**What to work on:**
Output all of the data exactly as it appears, but leave out any pictures it contains.

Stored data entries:
────

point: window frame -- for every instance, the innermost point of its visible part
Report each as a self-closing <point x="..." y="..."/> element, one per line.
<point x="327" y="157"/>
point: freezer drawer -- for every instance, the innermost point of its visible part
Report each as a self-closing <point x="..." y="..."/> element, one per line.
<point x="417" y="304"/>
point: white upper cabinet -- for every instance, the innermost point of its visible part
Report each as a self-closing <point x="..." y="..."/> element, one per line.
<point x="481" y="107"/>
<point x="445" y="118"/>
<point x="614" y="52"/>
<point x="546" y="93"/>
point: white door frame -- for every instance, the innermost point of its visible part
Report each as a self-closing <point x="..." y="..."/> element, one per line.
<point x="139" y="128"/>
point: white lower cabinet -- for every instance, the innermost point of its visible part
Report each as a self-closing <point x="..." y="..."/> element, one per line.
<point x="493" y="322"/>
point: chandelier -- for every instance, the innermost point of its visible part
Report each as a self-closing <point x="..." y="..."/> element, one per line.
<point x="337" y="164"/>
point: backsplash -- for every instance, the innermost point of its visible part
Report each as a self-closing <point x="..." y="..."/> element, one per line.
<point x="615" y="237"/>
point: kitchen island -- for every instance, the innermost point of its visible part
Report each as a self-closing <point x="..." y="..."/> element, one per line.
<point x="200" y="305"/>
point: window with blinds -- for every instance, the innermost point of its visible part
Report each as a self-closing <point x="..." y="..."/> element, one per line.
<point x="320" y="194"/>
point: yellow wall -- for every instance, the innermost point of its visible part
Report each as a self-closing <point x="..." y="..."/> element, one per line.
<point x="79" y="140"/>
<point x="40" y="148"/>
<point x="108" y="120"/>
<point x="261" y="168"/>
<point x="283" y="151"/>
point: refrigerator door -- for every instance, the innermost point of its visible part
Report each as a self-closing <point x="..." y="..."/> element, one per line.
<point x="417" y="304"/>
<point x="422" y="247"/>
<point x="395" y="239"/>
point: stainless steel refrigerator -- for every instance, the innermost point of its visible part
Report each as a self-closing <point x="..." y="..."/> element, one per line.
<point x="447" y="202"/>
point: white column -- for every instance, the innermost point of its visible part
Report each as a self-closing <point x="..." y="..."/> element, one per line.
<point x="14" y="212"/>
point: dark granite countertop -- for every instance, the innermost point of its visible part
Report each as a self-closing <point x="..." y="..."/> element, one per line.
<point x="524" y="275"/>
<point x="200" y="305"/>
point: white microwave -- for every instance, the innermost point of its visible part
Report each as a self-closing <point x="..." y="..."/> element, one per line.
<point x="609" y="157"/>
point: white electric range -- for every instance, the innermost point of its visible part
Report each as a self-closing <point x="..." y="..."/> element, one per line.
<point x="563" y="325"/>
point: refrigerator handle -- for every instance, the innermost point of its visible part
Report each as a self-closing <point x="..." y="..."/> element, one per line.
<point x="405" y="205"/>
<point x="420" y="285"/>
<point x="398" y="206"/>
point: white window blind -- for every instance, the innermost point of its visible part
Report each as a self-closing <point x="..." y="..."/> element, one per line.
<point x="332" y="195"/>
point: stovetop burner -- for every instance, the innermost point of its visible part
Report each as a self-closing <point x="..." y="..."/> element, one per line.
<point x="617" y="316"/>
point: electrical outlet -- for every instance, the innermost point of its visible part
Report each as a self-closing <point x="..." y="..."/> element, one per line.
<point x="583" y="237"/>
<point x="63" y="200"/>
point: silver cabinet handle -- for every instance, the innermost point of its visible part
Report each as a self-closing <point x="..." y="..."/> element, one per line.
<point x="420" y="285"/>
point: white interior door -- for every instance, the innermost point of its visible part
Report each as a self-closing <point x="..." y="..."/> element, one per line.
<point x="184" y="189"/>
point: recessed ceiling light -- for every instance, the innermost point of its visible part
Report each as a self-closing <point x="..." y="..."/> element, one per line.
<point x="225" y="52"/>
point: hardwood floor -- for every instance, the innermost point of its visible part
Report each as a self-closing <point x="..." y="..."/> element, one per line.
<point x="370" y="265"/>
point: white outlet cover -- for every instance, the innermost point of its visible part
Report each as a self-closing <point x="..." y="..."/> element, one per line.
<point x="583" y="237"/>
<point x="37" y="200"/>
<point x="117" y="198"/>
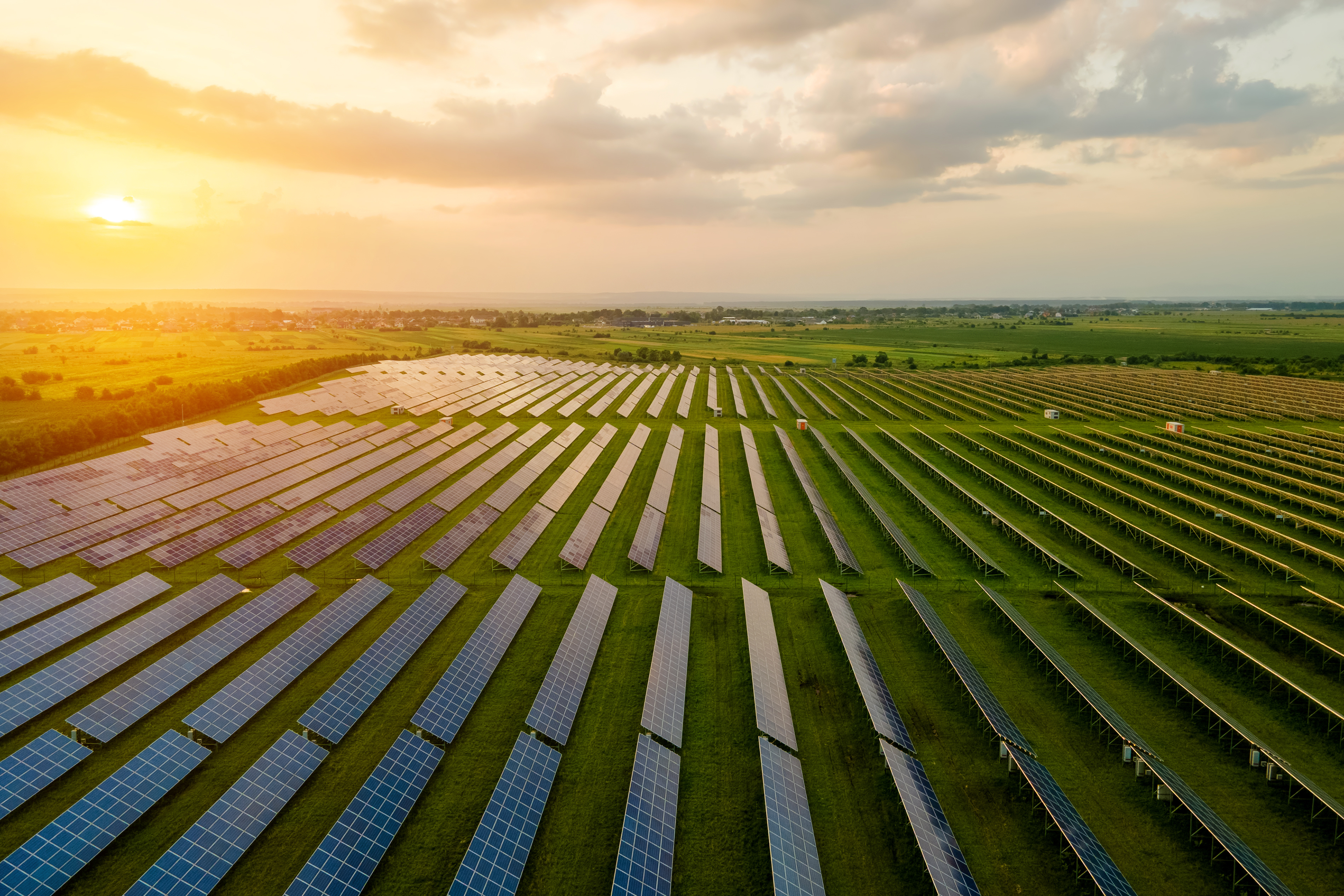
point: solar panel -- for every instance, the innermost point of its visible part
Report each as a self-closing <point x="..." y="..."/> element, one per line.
<point x="53" y="684"/>
<point x="22" y="608"/>
<point x="397" y="539"/>
<point x="793" y="848"/>
<point x="277" y="535"/>
<point x="445" y="709"/>
<point x="495" y="860"/>
<point x="1074" y="829"/>
<point x="61" y="849"/>
<point x="937" y="844"/>
<point x="990" y="706"/>
<point x="644" y="859"/>
<point x="221" y="717"/>
<point x="644" y="550"/>
<point x="558" y="700"/>
<point x="214" y="535"/>
<point x="584" y="539"/>
<point x="768" y="688"/>
<point x="46" y="636"/>
<point x="34" y="766"/>
<point x="129" y="702"/>
<point x="877" y="696"/>
<point x="197" y="863"/>
<point x="665" y="702"/>
<point x="350" y="852"/>
<point x="525" y="535"/>
<point x="326" y="543"/>
<point x="342" y="704"/>
<point x="444" y="553"/>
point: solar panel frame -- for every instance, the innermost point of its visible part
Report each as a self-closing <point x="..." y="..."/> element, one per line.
<point x="768" y="688"/>
<point x="134" y="699"/>
<point x="558" y="700"/>
<point x="350" y="852"/>
<point x="498" y="854"/>
<point x="937" y="843"/>
<point x="665" y="700"/>
<point x="60" y="851"/>
<point x="230" y="709"/>
<point x="50" y="686"/>
<point x="202" y="856"/>
<point x="793" y="845"/>
<point x="873" y="686"/>
<point x="330" y="541"/>
<point x="34" y="766"/>
<point x="448" y="704"/>
<point x="648" y="836"/>
<point x="341" y="707"/>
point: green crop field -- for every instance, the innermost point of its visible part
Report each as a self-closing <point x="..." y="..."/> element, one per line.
<point x="863" y="840"/>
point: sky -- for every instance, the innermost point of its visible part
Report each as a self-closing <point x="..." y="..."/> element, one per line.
<point x="889" y="148"/>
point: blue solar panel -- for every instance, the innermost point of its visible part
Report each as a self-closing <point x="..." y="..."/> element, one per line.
<point x="346" y="702"/>
<point x="68" y="625"/>
<point x="195" y="864"/>
<point x="34" y="766"/>
<point x="447" y="706"/>
<point x="793" y="848"/>
<point x="494" y="863"/>
<point x="357" y="843"/>
<point x="129" y="702"/>
<point x="57" y="852"/>
<point x="877" y="696"/>
<point x="1076" y="831"/>
<point x="644" y="862"/>
<point x="558" y="700"/>
<point x="49" y="687"/>
<point x="221" y="717"/>
<point x="937" y="844"/>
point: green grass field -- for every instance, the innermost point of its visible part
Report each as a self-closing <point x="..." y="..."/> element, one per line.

────

**Answer to this exercise:**
point: window frame -- for every instance, the innermost point of its visible part
Report each as a self-closing <point x="..." y="..."/> element, one per line.
<point x="327" y="157"/>
point: freezer drawer -- for every instance, the innermost point of its visible part
Report each as a self-closing <point x="..." y="..."/> element, one per line.
<point x="417" y="304"/>
point: white upper cabinet -- for every instance, the innermost point of its visible part
Report each as a self-closing <point x="..." y="..."/> element, one per line.
<point x="481" y="107"/>
<point x="445" y="118"/>
<point x="614" y="52"/>
<point x="546" y="93"/>
point: white door frame -- for every instance, the innermost point of its visible part
Report each as a self-closing <point x="..." y="..."/> element, one per line.
<point x="139" y="128"/>
point: white lower cabinet -- for every instance, the innermost point of its visible part
Report each as a self-closing <point x="..." y="..."/> element, one per line.
<point x="493" y="322"/>
point: chandelier -- for every instance, the innermost point of its visible part
Report each as a self-closing <point x="..." y="..."/> element, one per line.
<point x="337" y="164"/>
point: backsplash -- for every instance, the innermost point of its visible part
Report each as a self-closing <point x="..." y="..."/> element, one per line.
<point x="615" y="237"/>
point: kitchen island -- for every instance, the innermost point of its visible part
Report each as a self-closing <point x="..." y="..."/> element, one per line.
<point x="200" y="305"/>
point: window with blinds -- for every instance, the innermost point of its visible part
Report each as a self-closing <point x="..." y="..."/> element, one per line.
<point x="320" y="194"/>
point: yellow wall -- for every instance, the innermost point of its visible part
Report each as a self-closing <point x="..." y="..."/> element, one per line.
<point x="79" y="140"/>
<point x="40" y="148"/>
<point x="108" y="120"/>
<point x="261" y="168"/>
<point x="283" y="151"/>
point: refrigerator door -- for every instance, the innermost point of its visible part
Report each as a self-closing <point x="..." y="..."/> element, one per line.
<point x="417" y="304"/>
<point x="422" y="247"/>
<point x="395" y="239"/>
point: stainless steel refrigerator -- for every instance, the innermost point of its visible part
Report each as a self-closing <point x="..." y="..."/> element, one per line.
<point x="447" y="202"/>
point: white column -- for every instance, the innermost point of its visible part
Report each as a self-closing <point x="..." y="..."/> element, one per line.
<point x="14" y="212"/>
point: dark granite countertop -- for every instance, the innermost point of its visible part
Report each as a self-closing <point x="..." y="..."/> element, one per line.
<point x="524" y="275"/>
<point x="200" y="305"/>
point: white microwave -- for every instance, the innermost point of its visible part
Report each as a self-closing <point x="..." y="..."/> element, one per line.
<point x="609" y="157"/>
point: white electric range -- for every instance, the innermost point of its visible part
Report each as a self-closing <point x="..." y="..."/> element, one per line.
<point x="563" y="325"/>
point: refrigerator handle -- for every instance, the innermost point of its visible part
Report each as a self-closing <point x="..." y="..."/> element, one per line.
<point x="405" y="205"/>
<point x="420" y="285"/>
<point x="398" y="206"/>
point: white window blind -- for every instance, the innermost point of its visible part
Report each as a self-closing <point x="..." y="..."/> element, one per line.
<point x="332" y="195"/>
point: stovetop burner -- for every instance, the innermost point of its visible part
Report each as a self-closing <point x="..." y="..."/> element, one per line.
<point x="617" y="316"/>
point: electrical outlet -- for every instance, the innermost point of its visible part
Report each as a self-closing <point x="..." y="..."/> element, one per line.
<point x="583" y="237"/>
<point x="63" y="200"/>
point: silver cabinet handle -- for every instance, the innermost point of its visible part
Report each as a self-closing <point x="..." y="..."/> element, one per line.
<point x="420" y="285"/>
point: white interior door -- for every instance, the innermost point of its visible part
Report each as a self-closing <point x="..." y="..."/> element, one per line.
<point x="184" y="189"/>
point: recessed ceiling light -- for every instance, the innermost point of its visible part
Report each as a self-closing <point x="..." y="..."/> element, one per line.
<point x="225" y="52"/>
point: hardwood floor -- for every instance, the innermost point of its visible part
Report each as a self-closing <point x="..." y="..."/> element, one per line.
<point x="370" y="265"/>
point: white outlet cover -- for every instance, the innermost point of its visible part
Report each as a self-closing <point x="..." y="..."/> element, one per line.
<point x="583" y="237"/>
<point x="37" y="200"/>
<point x="117" y="198"/>
point: solar panel -- for every instance, the innermost point of its visible part
Report each as a self-closing <point x="..." y="..."/> element, one per line.
<point x="53" y="684"/>
<point x="22" y="608"/>
<point x="397" y="539"/>
<point x="793" y="848"/>
<point x="277" y="535"/>
<point x="445" y="709"/>
<point x="495" y="860"/>
<point x="1074" y="829"/>
<point x="61" y="849"/>
<point x="937" y="844"/>
<point x="990" y="706"/>
<point x="644" y="859"/>
<point x="221" y="717"/>
<point x="644" y="550"/>
<point x="558" y="700"/>
<point x="214" y="535"/>
<point x="584" y="539"/>
<point x="768" y="688"/>
<point x="46" y="636"/>
<point x="34" y="766"/>
<point x="129" y="702"/>
<point x="877" y="696"/>
<point x="197" y="863"/>
<point x="665" y="702"/>
<point x="350" y="852"/>
<point x="525" y="535"/>
<point x="326" y="543"/>
<point x="342" y="704"/>
<point x="444" y="553"/>
point: solar panel frame -- for every instance, the innermost point of its visible part
Report each as a self-closing <point x="..." y="..."/> element, one per line.
<point x="768" y="688"/>
<point x="134" y="699"/>
<point x="558" y="700"/>
<point x="350" y="852"/>
<point x="498" y="854"/>
<point x="937" y="843"/>
<point x="665" y="700"/>
<point x="60" y="851"/>
<point x="230" y="709"/>
<point x="50" y="686"/>
<point x="202" y="856"/>
<point x="793" y="845"/>
<point x="873" y="686"/>
<point x="330" y="541"/>
<point x="34" y="766"/>
<point x="448" y="704"/>
<point x="648" y="836"/>
<point x="341" y="707"/>
point: green crop field -- for every instance, the innermost point of its visible part
Report each as a self-closing <point x="..." y="..."/> element, one per line.
<point x="863" y="840"/>
point: sky -- for every instance, the innermost point of its visible part
Report each as a self-closing <point x="..." y="..."/> element, one per line.
<point x="889" y="148"/>
point: blue solar panel -- for every instance, the innermost point of its visible part
Report each as a self-closing <point x="..." y="..."/> element, one per line.
<point x="346" y="702"/>
<point x="68" y="625"/>
<point x="195" y="864"/>
<point x="34" y="766"/>
<point x="447" y="706"/>
<point x="793" y="848"/>
<point x="494" y="863"/>
<point x="357" y="843"/>
<point x="129" y="702"/>
<point x="57" y="852"/>
<point x="877" y="696"/>
<point x="1076" y="831"/>
<point x="644" y="862"/>
<point x="558" y="700"/>
<point x="49" y="687"/>
<point x="221" y="717"/>
<point x="937" y="844"/>
point: green grass field -- for every instance, the innermost point of its visible part
Report each as a self-closing <point x="..." y="..."/> element, one per line.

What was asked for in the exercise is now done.